Begin at the line that has "Element to find: the white van" and stop after the line with "[484, 807, 767, 1021]". Rewrite only those lines, replacing "the toppled house" with "the collapsed house" and leaving everything else unchanged.

* * * * * * *

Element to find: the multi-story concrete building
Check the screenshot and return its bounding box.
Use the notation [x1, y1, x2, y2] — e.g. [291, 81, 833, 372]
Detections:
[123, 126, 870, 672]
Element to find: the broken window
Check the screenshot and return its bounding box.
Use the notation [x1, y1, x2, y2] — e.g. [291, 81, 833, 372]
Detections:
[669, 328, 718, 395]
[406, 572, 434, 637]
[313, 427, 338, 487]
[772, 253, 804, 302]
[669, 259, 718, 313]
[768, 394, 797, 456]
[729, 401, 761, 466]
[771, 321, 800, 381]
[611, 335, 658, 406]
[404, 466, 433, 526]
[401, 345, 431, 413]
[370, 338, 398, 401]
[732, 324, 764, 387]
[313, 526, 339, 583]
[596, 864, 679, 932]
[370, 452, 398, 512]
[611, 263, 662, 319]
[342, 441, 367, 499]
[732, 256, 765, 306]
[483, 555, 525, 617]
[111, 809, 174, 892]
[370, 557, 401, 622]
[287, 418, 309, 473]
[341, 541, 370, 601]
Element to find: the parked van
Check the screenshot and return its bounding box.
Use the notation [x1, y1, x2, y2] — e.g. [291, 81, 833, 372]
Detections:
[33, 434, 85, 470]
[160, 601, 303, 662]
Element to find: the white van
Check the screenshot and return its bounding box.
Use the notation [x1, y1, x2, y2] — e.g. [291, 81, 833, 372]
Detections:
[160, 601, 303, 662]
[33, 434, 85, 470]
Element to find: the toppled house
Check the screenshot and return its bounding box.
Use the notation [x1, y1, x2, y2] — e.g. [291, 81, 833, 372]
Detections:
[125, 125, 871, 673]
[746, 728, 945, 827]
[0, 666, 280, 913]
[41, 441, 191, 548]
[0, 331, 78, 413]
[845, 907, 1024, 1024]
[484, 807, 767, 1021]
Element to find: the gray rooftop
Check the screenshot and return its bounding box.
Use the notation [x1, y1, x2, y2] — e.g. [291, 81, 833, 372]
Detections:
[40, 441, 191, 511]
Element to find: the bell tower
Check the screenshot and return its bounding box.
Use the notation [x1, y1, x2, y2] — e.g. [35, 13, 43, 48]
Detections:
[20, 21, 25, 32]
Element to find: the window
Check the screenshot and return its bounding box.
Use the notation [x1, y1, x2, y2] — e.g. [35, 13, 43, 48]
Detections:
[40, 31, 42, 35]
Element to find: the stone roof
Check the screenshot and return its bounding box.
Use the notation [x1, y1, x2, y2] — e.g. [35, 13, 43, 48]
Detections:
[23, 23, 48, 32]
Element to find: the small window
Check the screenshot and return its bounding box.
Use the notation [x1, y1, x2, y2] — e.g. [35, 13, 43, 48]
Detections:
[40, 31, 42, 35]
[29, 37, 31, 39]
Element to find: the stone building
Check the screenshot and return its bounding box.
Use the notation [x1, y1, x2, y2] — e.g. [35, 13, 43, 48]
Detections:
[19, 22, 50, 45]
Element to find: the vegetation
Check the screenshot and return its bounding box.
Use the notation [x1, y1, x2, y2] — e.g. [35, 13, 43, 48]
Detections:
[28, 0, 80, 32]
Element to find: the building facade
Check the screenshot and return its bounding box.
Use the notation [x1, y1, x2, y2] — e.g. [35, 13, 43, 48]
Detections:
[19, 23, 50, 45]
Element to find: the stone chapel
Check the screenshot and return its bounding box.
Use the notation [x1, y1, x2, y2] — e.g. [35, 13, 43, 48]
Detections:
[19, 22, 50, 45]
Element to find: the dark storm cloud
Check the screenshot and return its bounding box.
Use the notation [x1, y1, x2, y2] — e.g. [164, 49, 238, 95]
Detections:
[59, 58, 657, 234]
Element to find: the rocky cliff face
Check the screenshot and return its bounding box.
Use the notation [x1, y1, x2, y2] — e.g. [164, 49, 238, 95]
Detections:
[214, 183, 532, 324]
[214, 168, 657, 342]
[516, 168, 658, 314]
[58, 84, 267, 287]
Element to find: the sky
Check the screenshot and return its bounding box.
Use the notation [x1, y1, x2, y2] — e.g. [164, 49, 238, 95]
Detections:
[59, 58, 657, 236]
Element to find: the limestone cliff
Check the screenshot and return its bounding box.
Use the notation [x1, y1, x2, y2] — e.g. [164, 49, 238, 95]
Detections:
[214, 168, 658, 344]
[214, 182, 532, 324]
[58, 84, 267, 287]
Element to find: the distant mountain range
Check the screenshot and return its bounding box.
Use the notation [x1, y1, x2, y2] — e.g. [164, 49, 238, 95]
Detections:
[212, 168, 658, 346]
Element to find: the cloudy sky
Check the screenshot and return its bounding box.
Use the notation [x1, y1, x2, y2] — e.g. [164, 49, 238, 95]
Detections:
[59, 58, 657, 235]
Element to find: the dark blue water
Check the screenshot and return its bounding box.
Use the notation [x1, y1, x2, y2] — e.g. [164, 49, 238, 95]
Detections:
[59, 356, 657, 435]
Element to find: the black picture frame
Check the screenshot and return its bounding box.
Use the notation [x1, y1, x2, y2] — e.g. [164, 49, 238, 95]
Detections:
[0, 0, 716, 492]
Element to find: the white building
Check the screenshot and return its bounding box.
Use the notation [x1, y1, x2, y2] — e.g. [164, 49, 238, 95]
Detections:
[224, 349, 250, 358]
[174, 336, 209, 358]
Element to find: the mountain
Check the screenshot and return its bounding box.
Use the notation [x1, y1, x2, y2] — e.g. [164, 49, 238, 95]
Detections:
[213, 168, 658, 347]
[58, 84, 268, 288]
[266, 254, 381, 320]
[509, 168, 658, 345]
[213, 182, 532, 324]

* * * * * * *

▶ Written answer
Element to find: the white van
Check the screenshot and return its bounding box.
Use the notation [x1, y1, x2, y2] — e.g. [291, 81, 833, 372]
Detections:
[160, 601, 303, 662]
[33, 434, 85, 470]
Element to find: the collapsed house
Check the screenshot and return its bounding box.
Use the notation [x1, y1, x2, y2] — e.g. [291, 81, 833, 372]
Detections:
[125, 125, 871, 673]
[746, 728, 945, 827]
[0, 666, 280, 913]
[41, 441, 191, 548]
[0, 331, 78, 413]
[845, 907, 1024, 1024]
[484, 807, 767, 1021]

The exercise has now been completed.